_JOB:_ Copy every one of the following rows verbatim, line by line, with nothing added or changed.

_INFORMATION PROVIDED:_
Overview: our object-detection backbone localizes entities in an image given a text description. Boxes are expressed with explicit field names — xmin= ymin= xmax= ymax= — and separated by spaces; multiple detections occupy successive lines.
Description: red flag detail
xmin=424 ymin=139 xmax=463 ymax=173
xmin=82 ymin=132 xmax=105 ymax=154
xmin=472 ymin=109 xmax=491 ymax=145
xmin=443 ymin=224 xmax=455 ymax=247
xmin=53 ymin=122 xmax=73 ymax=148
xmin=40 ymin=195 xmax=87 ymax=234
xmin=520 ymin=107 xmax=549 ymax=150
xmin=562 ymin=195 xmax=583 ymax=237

_CORRECT ANSWER:_
Overview: our object-detection backbone localizes entities in an image given a text description. Boxes are expressed with explicit field names — xmin= ymin= xmax= ymax= — and separated by spaces; multiple detections occupy successive lines.
Description: red flag detail
xmin=424 ymin=139 xmax=463 ymax=173
xmin=82 ymin=132 xmax=105 ymax=154
xmin=472 ymin=109 xmax=491 ymax=145
xmin=443 ymin=224 xmax=455 ymax=247
xmin=53 ymin=122 xmax=73 ymax=148
xmin=40 ymin=195 xmax=87 ymax=234
xmin=520 ymin=107 xmax=549 ymax=150
xmin=562 ymin=195 xmax=583 ymax=237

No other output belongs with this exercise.